_Instructions for the task_
Rewrite the part of the essential fatty acids passage that opens with the words "There is also" and closes with "from linoleic acid.", replacing "lopsided" with "unbalanced".

_Exercise passage_
# # # # # # #
Essential Fatty Acids
You probably know that you need fatty acids (a specific type of fat) in order to stay healthy. What you may not know is that your body can manufacture all but two that it needs, and these are the omega fatty acids, Linoleic Acid and Linolenic Acid. We call these two “essential fatty acids,” since it is essential that you get them from the food you eat each day.
Nutrition and diet are always in the news and recently, there has been a lot about the importance of fatty acids, particularly the Omega fats. It has been suggested that most people, while getting enough Omega-6 fatty acids, are deficient in the Omega-3 variety. This is a cause for concern since, in addition to being important for day-to-day functioning of the body, Omega-3 fats seem to protect us against a number of diseases including heart disease, cancer, and Type II Diabetes.
There is also a body of research that suggests that this lopsided Omega-6/Omega-3 ratio may contribute to an increased incidence of clinical depression.
Omega-6 fats are a family of fatty acids that includes the essential fatty acid--linoleic acid. It is the only one in the family that is considered essential, because if you get enough linoleic acid in your diet, your body can manufacture the other Omega-6 fats it needs. Aside from linoleic acid, you may have heard of arachidonic acid, which can be synthesized from linoleic acid.
The main sources of Omega-6 fats are meats and vegetable oils, two big food categories in most western diets. For this reason we are less likely to be deficient in Omega-6 fats, including linoleic acid.
The Omega-3 fats are of more interest to most healthy eating experts, because they are more difficult to find in food. Capitalizing on this concern, food manufacturers have changed the labels on their products to tout the presence of these fatty acids in their products. Supplements abound that promise to supply your body's need for Omega-3 fats.
# # # # # # #
_Given entries_
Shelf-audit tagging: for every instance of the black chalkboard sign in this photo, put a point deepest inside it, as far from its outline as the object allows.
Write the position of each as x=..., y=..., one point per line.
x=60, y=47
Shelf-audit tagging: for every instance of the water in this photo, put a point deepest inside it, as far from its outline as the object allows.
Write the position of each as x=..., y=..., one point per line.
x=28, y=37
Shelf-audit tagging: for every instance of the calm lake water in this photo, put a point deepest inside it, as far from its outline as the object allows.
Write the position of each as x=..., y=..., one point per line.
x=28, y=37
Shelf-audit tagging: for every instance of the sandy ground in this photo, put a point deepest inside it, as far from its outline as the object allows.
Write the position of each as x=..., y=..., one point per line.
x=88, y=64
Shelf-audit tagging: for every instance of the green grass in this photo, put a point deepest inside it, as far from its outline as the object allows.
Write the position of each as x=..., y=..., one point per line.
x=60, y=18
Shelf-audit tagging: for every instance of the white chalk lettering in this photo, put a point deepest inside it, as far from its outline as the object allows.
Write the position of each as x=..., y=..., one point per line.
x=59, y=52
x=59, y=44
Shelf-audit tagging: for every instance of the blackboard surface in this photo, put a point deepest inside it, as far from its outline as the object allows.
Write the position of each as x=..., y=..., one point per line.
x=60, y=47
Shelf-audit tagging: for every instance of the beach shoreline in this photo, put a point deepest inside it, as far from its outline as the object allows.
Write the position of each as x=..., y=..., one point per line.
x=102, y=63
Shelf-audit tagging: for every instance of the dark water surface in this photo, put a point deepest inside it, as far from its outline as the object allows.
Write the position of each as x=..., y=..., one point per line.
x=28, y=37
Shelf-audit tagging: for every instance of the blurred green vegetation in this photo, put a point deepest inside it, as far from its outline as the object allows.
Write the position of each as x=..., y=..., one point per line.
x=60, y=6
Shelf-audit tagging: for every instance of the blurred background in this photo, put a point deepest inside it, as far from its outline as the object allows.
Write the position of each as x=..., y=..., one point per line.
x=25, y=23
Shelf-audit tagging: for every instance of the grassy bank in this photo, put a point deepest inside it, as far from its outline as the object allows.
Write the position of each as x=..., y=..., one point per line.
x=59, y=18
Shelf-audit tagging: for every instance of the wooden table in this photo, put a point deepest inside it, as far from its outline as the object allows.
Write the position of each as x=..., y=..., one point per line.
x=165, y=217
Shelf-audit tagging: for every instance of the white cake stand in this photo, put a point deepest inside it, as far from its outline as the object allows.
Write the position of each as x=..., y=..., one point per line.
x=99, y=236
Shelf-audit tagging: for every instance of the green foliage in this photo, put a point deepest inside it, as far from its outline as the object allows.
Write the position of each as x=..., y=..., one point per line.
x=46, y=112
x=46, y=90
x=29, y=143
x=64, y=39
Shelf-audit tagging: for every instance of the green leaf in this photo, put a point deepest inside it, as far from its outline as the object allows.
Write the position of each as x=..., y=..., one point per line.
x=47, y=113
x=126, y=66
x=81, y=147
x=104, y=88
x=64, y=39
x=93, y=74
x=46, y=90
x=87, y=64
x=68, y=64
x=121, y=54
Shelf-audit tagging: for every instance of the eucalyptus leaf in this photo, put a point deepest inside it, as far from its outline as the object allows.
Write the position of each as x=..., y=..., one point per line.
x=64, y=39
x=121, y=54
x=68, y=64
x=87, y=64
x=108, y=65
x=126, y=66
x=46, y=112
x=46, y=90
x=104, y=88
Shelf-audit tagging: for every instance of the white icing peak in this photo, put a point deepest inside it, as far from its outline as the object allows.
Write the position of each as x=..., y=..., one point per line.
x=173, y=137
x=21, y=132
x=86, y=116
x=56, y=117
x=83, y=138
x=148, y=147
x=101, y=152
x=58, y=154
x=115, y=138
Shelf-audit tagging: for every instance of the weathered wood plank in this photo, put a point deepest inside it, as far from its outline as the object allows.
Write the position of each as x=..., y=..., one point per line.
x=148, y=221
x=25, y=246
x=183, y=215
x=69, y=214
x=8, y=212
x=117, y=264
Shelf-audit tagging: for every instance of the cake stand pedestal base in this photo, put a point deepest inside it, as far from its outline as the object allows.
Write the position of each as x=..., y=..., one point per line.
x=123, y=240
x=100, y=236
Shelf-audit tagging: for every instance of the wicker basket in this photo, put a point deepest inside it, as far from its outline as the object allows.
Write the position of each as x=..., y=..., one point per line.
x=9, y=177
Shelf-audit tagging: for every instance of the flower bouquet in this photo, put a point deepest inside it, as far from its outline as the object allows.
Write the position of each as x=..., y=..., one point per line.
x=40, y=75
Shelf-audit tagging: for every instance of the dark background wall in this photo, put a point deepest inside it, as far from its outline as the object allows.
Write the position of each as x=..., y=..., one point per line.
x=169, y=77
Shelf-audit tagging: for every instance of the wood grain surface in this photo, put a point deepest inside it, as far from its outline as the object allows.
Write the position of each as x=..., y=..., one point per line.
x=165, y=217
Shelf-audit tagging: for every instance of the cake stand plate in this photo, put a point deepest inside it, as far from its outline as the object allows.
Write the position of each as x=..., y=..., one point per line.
# # # # # # #
_Result of this task_
There is also a body of research that suggests that this unbalanced Omega-6/Omega-3 ratio may contribute to an increased incidence of clinical depression.
Omega-6 fats are a family of fatty acids that includes the essential fatty acid--linoleic acid. It is the only one in the family that is considered essential, because if you get enough linoleic acid in your diet, your body can manufacture the other Omega-6 fats it needs. Aside from linoleic acid, you may have heard of arachidonic acid, which can be synthesized from linoleic acid.